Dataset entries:
================================

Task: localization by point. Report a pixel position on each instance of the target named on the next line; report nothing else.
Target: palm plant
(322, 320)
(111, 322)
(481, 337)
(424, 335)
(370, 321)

================================

*Work item*. Each of the records should be written out precisely as given.

*Exercise response*.
Task: localization by point. Report a pixel position on each instance of the target named on the next line; report nothing else.
Target: palm plant
(322, 320)
(111, 322)
(481, 337)
(424, 335)
(370, 321)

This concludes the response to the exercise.